### [Data shown]
######

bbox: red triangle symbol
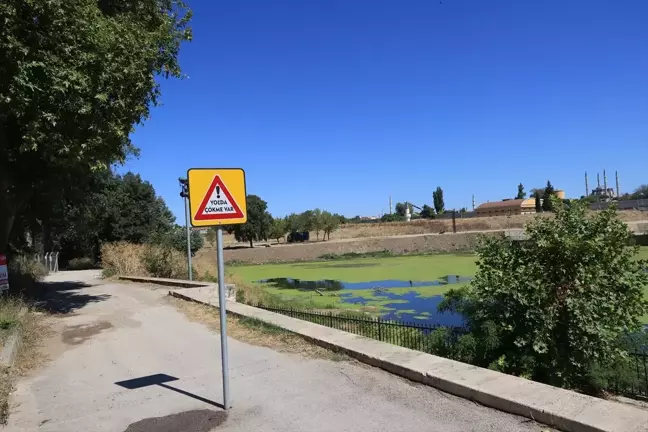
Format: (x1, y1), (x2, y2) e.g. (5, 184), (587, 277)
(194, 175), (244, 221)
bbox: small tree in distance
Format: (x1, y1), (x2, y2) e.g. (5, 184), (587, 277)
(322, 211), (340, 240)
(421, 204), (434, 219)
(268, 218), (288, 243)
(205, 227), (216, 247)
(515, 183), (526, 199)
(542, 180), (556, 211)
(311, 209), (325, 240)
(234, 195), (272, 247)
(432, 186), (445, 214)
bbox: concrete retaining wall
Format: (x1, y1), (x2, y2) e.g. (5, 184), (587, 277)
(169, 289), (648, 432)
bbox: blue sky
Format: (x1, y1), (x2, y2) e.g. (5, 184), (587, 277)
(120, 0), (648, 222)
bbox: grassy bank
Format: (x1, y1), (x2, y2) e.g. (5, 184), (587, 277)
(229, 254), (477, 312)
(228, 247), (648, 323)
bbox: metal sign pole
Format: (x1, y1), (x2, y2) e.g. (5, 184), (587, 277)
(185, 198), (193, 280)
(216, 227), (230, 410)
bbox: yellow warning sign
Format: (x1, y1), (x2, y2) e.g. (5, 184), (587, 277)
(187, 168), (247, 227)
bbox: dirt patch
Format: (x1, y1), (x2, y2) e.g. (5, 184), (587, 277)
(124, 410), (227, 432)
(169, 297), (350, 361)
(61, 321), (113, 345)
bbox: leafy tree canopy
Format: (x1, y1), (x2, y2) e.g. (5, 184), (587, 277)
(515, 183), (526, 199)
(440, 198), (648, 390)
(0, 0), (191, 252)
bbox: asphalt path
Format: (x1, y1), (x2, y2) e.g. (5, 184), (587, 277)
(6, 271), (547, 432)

######

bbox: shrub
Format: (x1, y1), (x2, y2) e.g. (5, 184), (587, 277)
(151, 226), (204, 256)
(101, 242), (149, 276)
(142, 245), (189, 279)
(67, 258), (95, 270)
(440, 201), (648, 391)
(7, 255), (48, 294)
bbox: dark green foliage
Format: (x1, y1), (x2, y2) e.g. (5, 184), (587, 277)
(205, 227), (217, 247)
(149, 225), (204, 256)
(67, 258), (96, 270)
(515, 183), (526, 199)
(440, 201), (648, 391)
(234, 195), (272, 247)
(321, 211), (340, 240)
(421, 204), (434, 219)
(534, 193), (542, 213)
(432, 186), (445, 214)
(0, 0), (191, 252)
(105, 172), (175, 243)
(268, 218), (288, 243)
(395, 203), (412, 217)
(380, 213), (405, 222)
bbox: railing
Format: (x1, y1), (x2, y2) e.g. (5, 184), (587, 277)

######

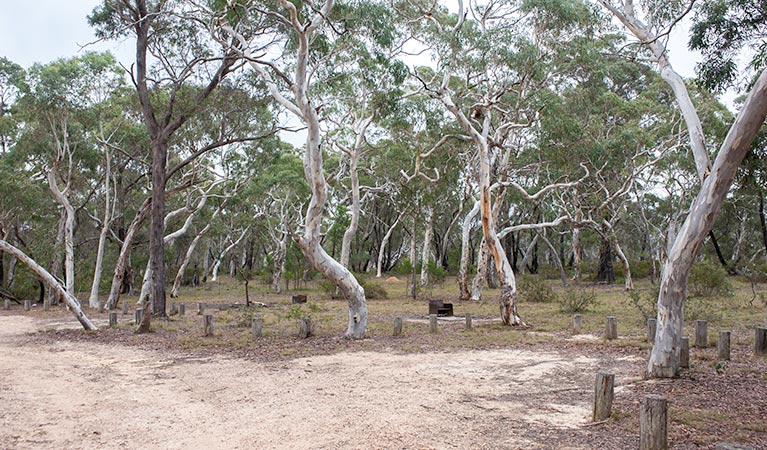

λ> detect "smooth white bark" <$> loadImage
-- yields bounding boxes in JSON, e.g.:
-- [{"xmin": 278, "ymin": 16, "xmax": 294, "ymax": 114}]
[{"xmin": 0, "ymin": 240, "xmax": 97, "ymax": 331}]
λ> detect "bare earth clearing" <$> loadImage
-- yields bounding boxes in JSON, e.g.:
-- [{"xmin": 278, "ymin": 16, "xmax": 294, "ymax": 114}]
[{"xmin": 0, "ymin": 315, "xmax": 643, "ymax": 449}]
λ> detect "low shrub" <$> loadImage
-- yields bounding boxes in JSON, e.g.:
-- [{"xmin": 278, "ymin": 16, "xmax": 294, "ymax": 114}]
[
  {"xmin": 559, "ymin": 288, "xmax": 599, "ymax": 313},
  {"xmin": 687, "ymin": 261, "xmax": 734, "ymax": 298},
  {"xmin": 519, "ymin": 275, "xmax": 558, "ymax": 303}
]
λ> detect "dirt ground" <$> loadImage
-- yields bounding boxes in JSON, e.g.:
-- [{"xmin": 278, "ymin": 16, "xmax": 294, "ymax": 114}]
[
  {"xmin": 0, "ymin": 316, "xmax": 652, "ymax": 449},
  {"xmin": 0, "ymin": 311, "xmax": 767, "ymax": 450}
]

######

### [Work to be completed]
Reproduce the section of the listing that opens with the line containing "bbox: red triangle symbol" and closes with the line containing "(61, 321), (113, 345)", including both of those lines. Omit the pictures from your output.

### [Expected output]
bbox: red triangle symbol
Format: (x1, y1), (x2, y2) e.g. (5, 184), (587, 277)
(194, 175), (244, 221)
bbox: small tree in distance
Format: (x1, y1), (x2, y2) e.g. (5, 184), (587, 277)
(322, 211), (340, 240)
(421, 204), (434, 219)
(268, 218), (288, 243)
(205, 227), (216, 247)
(515, 183), (526, 199)
(542, 180), (556, 211)
(311, 209), (325, 240)
(234, 195), (272, 247)
(432, 186), (445, 214)
bbox: concrete retaining wall
Format: (x1, y1), (x2, y2) e.g. (5, 184), (587, 277)
(169, 289), (648, 432)
bbox: blue sky
Format: (x1, y1), (x2, y2) e.g. (5, 184), (587, 277)
(120, 0), (648, 222)
bbox: grassy bank
Format: (x1, y1), (x2, y2) e.g. (5, 184), (587, 277)
(229, 254), (477, 312)
(228, 247), (648, 323)
bbox: metal sign pole
Format: (x1, y1), (x2, y2) e.g. (5, 184), (587, 277)
(185, 198), (193, 280)
(216, 227), (230, 410)
bbox: yellow warning sign
Format: (x1, y1), (x2, y2) e.g. (5, 184), (587, 277)
(187, 168), (247, 227)
bbox: dirt patch
Format: (x1, y1), (x2, y2) e.g. (5, 184), (587, 277)
(124, 410), (227, 432)
(169, 297), (350, 361)
(61, 321), (113, 345)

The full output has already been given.